Many investors are aware of oil driller Seadrill (NYSE: SDRL  ) . Recently, though, Seadrill gave investors a separate investment option to choose from. Seadrill held an initial public offering for Seadrill Partners (NYSE: SDLP  ) in October 2012. Separations of business entities are fairly common in the oil-drilling space, as rival Transocean (NYSE: RIG  ) is preparing a master limited partnership IPO for later this year.

While Seadrill and Seadrill Partners might seem identical on the surface, their respective investor distribution policies differ. Specifically, each will have significantly different growth profiles in their cash returns to investors going forward. Here are the basics investors should know when trying to decipher an investment in Seadrill or Seadrill Partners.

Is Seadrill Partners right for you?
Most investors likely understand Seadrill's investment case. Last year, it racked up 14% contract revenue growth along with 17% growth in operating profits and saw strength across its fleet. In addition, it pays a huge dividend at about a 10% yield. Investors have a separate option under Seadrill's corporate umbrella to choose from in Seadrill Partners.

Seadrill Partners was formed as a growth-oriented company to own and operate Seadrill's rigs. Seadrill Partners' drilling rigs are operated under long-term contracts with some of the biggest energy companies in the world. Seadrill Partners intends to use its relationship with Seadrill to produce long-term contracts for its fleet, and its recent developments are proving its success.

These types of initiatives are common in the industry. Transocean stated in its most recent 10-K filing that an MLP vehicle would positively complement its capital structure by providing an additional source of capital and flexibility, as Seadrill Partners complements Seadrill.

Seadrill Partners has some strong momentum going. It sealed an 18-month contract extension for its West Aquarius ultra-deepwater rig. The total revenue potential for this deal is an estimated $337 million. Seadrill Partners also received a $100 million investment from Seadrill during the fourth quarter as part of an equity offering to finance the West Sirius and West Leo rig drop-downs. Seadrill Partners closed on the acquisitions of these two rigs for $2.3 billion in the fourth quarter.

----

- _EXERCISE REQUIREMENTS_
Continue the article on Seadrill and Seadrill Partners from the point where it stops.

- _Records from a dataset_
----

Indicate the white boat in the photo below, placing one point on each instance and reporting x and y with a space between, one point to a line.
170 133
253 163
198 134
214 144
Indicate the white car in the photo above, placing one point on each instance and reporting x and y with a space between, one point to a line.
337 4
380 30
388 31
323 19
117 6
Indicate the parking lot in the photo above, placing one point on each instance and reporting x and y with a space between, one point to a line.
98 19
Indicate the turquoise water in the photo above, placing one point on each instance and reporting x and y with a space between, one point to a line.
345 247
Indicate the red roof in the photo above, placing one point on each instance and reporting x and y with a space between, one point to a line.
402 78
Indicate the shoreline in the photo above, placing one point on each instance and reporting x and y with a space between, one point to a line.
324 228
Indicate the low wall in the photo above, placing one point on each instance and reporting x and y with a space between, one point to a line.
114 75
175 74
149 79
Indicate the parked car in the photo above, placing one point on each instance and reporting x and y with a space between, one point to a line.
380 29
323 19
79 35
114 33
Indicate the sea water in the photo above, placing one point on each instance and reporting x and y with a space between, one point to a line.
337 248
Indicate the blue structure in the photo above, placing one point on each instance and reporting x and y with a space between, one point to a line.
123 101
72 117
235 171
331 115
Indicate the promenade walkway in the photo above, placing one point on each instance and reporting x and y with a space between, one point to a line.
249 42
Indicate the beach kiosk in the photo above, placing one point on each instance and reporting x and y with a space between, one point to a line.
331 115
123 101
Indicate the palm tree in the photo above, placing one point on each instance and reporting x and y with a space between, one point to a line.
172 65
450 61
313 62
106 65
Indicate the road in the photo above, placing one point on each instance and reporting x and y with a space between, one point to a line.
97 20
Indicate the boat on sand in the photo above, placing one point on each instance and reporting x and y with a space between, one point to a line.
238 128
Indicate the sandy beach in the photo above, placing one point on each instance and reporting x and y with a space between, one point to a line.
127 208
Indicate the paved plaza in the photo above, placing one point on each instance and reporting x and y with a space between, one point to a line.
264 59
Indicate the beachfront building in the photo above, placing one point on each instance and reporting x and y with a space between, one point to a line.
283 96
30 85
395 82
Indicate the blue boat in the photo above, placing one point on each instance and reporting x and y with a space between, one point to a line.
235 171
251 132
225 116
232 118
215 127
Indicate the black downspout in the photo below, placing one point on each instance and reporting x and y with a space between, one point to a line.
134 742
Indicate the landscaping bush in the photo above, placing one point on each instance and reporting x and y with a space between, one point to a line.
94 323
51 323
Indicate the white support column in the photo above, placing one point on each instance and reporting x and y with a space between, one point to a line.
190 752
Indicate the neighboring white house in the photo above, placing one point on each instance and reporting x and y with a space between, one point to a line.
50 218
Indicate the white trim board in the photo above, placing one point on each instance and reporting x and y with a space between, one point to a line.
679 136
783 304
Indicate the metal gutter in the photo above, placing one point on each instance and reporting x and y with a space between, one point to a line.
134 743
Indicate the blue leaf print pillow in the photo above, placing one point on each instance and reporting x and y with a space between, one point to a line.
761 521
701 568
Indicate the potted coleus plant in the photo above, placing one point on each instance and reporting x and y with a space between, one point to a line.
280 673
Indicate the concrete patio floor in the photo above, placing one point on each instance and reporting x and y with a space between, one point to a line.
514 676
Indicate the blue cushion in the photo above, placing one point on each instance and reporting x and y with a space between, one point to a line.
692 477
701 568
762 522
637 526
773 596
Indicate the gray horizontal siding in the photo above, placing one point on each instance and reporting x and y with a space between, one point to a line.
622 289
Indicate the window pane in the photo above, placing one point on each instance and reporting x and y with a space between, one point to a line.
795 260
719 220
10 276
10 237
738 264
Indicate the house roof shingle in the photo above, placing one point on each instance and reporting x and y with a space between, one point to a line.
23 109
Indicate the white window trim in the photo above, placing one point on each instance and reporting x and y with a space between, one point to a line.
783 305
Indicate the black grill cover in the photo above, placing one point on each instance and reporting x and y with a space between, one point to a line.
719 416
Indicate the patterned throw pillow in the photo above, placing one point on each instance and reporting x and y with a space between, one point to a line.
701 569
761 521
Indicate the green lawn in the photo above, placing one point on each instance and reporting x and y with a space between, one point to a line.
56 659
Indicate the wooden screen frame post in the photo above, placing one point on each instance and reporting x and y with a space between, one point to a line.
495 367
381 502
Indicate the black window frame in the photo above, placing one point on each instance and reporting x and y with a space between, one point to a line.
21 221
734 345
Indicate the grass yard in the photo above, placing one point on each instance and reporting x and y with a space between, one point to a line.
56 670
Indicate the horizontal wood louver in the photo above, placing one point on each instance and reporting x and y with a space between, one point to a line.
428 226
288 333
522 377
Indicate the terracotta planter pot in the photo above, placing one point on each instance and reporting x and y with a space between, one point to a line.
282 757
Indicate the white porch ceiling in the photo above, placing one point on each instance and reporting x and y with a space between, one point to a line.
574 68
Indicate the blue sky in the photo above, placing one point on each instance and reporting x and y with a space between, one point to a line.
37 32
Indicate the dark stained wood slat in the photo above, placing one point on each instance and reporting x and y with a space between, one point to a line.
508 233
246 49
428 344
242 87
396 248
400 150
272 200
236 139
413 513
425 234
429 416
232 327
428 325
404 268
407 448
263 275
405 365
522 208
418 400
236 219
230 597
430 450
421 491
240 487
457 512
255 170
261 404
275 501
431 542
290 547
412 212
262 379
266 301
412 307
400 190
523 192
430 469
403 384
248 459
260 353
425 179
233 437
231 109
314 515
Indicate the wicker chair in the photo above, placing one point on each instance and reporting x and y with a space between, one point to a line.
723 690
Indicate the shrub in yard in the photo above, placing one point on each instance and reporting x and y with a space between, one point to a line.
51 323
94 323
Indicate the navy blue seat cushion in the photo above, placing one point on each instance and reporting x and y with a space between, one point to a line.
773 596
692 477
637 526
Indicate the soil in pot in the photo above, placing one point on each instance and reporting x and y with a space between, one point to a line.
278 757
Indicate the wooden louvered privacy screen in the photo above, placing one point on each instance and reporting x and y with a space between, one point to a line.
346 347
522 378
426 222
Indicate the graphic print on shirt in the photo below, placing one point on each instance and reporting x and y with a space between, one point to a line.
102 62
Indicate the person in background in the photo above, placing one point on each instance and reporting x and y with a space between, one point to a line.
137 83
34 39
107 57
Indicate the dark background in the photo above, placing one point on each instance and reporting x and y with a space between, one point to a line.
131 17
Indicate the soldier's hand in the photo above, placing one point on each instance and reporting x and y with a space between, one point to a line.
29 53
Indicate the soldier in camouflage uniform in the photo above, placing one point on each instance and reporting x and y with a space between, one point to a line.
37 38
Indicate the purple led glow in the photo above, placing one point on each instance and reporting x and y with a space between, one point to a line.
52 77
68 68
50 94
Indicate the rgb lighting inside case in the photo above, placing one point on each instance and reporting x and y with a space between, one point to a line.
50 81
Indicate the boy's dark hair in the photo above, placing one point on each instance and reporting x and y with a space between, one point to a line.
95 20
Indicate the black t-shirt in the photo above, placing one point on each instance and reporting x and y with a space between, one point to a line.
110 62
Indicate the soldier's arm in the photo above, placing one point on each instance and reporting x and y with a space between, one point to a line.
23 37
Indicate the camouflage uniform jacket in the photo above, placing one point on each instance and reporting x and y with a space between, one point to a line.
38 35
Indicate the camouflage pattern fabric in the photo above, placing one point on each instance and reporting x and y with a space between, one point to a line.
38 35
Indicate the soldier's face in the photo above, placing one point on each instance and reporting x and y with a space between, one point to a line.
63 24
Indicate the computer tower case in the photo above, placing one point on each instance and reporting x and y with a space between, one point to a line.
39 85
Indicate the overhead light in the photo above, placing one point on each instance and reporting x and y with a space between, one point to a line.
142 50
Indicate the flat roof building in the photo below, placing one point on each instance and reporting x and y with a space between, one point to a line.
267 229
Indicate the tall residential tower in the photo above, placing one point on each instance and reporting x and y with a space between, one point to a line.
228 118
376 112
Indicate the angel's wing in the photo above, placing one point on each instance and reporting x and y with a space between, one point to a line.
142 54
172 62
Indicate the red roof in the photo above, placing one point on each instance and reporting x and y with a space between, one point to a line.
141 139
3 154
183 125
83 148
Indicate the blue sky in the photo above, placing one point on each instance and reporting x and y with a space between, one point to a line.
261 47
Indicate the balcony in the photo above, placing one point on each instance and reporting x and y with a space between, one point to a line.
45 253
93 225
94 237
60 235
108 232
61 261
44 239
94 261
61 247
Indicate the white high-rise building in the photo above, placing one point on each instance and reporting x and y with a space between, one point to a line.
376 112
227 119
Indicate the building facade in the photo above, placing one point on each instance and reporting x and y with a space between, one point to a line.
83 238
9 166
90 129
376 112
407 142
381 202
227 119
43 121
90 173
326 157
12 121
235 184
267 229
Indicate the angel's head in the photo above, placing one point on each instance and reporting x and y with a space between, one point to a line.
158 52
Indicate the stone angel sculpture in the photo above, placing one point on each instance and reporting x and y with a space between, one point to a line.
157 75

----

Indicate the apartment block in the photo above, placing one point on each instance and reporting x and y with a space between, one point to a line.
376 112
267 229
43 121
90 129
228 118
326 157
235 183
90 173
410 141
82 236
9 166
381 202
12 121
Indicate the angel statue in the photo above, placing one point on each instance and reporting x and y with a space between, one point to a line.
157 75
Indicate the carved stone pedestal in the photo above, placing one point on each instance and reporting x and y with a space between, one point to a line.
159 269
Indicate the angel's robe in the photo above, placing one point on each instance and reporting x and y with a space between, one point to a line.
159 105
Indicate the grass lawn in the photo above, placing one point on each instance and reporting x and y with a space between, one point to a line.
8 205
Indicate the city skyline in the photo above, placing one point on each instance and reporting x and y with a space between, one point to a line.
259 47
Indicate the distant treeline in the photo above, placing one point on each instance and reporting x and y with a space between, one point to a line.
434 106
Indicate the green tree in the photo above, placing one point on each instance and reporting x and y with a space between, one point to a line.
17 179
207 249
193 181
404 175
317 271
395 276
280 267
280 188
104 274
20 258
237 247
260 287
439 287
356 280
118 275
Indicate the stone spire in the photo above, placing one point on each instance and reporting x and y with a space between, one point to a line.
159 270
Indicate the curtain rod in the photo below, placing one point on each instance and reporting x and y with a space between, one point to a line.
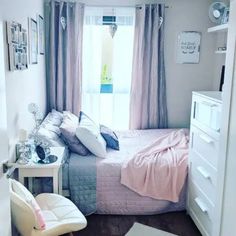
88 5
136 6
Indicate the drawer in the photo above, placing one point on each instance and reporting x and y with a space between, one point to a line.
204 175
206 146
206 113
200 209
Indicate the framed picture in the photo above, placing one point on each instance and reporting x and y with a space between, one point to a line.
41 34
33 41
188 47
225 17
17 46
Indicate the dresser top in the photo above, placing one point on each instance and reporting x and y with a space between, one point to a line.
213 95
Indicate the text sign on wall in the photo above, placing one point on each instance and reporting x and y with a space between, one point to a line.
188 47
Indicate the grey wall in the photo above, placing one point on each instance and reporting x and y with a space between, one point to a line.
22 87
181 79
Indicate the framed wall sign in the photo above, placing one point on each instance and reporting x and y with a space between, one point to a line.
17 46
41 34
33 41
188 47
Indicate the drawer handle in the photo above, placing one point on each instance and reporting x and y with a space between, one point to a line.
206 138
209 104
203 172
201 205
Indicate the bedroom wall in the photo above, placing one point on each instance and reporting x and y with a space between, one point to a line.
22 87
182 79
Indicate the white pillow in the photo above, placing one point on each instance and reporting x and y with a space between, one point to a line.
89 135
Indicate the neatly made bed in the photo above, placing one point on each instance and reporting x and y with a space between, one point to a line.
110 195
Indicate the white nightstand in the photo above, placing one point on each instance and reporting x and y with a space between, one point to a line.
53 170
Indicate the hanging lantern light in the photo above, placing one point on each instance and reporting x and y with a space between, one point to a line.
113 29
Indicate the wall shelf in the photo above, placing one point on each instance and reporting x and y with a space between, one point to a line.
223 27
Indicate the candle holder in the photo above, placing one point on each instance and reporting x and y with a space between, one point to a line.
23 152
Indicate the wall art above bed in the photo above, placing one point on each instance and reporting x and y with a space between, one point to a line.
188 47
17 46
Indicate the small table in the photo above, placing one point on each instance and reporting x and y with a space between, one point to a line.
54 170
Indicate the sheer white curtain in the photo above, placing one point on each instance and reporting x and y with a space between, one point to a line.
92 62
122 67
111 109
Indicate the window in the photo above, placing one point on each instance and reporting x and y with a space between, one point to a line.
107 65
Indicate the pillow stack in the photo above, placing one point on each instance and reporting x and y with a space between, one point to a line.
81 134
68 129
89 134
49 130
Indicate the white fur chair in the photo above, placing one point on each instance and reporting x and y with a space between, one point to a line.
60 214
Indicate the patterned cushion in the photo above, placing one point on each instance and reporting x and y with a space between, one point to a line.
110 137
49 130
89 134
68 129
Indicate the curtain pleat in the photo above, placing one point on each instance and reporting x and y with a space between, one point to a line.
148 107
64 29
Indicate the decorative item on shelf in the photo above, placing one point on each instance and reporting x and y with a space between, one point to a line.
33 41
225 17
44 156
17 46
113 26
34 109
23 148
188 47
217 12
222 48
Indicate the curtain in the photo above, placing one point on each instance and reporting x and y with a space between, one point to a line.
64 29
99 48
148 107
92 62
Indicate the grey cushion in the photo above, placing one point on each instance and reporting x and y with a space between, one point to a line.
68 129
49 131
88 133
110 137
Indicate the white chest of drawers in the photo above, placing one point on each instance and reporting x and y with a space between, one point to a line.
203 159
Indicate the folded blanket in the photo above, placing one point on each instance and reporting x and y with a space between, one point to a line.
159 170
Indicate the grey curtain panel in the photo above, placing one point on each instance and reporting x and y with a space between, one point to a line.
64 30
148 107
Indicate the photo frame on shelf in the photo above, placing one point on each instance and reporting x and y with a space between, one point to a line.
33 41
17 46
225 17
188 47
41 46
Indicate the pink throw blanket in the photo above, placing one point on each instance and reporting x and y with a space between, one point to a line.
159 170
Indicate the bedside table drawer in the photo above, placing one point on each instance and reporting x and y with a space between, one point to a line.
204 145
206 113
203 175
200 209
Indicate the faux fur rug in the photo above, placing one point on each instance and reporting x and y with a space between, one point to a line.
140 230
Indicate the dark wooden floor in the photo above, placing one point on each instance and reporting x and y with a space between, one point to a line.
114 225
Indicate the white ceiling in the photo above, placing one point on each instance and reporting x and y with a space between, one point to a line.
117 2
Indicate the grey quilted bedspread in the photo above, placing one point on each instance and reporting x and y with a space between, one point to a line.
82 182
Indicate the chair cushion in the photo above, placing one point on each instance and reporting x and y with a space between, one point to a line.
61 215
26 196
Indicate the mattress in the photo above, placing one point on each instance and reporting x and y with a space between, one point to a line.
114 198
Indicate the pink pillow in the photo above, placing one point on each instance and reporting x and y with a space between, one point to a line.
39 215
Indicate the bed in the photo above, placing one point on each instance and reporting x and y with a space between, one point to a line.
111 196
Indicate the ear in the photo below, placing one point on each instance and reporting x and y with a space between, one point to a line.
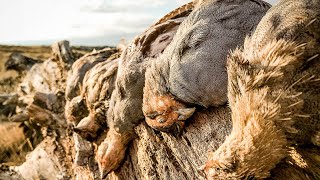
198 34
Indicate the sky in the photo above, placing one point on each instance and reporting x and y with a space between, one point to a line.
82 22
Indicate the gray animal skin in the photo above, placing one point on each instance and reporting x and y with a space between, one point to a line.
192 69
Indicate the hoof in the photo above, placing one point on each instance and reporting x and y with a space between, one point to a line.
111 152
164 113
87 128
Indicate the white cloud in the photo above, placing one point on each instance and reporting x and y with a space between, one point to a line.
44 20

----

- _FINAL RESULT_
Seadrill vs. Seadrill Partners
Seadrill Partners' status as a growth-oriented entity is what differentiates it from Seadrill. This is evident in the respective distributions for each company. Seadrill recently raised its dividend by 3% to $0.98 per share quarterly, which provides a huge 10% yield. By contrast, Seadrill Partners yields almost half that.

However, investors should expect Seadrill Partners to maintain stronger growth in its distribution. In the aftermath of the West Sirius and West Leo acquisitions, Seadrill Partners management recommends a quarterly distribution increase to $0.50-$0.5125 per unit, which would represent approximately 15% growth. Keep in mind that Seadrill Partners' fourth-quarter distribution was also 15% higher than the year-ago distribution, so a rapid growth pattern is clear.

That's not so for Seadrill. Seadrill gave investors a small dividend increase very recently, but it seems the company's dividend growth potential is now tapped out. Going forward, Seadrill Partners management is confident of future drop-downs and investment. This is what gives Seadrill Partners' board of directors confidence to predict high growth rates for future distributions. By contrast, Seadrill investors shouldn't expect much growth in the company's huge dividend for the foreseeable future.

In Seadrill's fourth-quarter report, it stated: "Seadrill is currently trading at a yield of 10.4% based on an annual future dividend of $3.92 per share. In the current market, the [b]oard sees limited value in increasing the current quarterly distribution beyond $0.98 per share."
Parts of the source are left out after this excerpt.